Task instructions -> Reproduce the following lines verbatim, omitting the pictures from your answer.

━━━━━━

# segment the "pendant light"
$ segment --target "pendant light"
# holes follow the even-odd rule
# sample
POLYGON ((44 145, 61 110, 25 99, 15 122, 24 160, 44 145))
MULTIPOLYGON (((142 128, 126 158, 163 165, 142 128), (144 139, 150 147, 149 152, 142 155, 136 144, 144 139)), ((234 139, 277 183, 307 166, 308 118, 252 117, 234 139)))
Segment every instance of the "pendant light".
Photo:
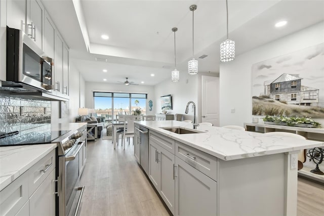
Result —
POLYGON ((172 28, 172 31, 174 32, 174 70, 171 72, 171 80, 172 82, 179 82, 180 78, 180 72, 177 69, 177 61, 176 55, 176 31, 178 28, 172 28))
POLYGON ((235 42, 228 39, 228 7, 226 0, 227 39, 221 44, 221 61, 230 61, 235 59, 235 42))
POLYGON ((193 57, 193 12, 197 9, 197 6, 192 5, 189 9, 192 11, 192 58, 188 62, 188 74, 194 75, 198 74, 198 60, 193 57))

━━━━━━

Full solution ->
# segment the "pendant light"
$ segment --target "pendant light"
# holes follow the even-odd rule
# sample
POLYGON ((44 145, 61 110, 25 99, 15 122, 24 160, 44 145))
MULTIPOLYGON (((142 128, 126 158, 163 165, 142 128), (144 139, 150 147, 149 152, 142 155, 136 144, 144 139)), ((234 139, 277 183, 307 166, 308 118, 252 117, 234 139)))
Segment every instance of the "pendant light".
Photo:
Result —
POLYGON ((172 28, 172 31, 174 32, 174 70, 171 72, 171 80, 172 82, 179 82, 180 78, 180 72, 177 69, 177 61, 176 55, 176 31, 178 28, 172 28))
POLYGON ((235 42, 228 39, 228 7, 226 0, 227 39, 221 44, 221 61, 230 61, 235 59, 235 42))
POLYGON ((193 57, 193 12, 197 9, 197 6, 192 5, 189 9, 192 11, 192 58, 188 62, 188 74, 194 75, 198 74, 198 60, 193 57))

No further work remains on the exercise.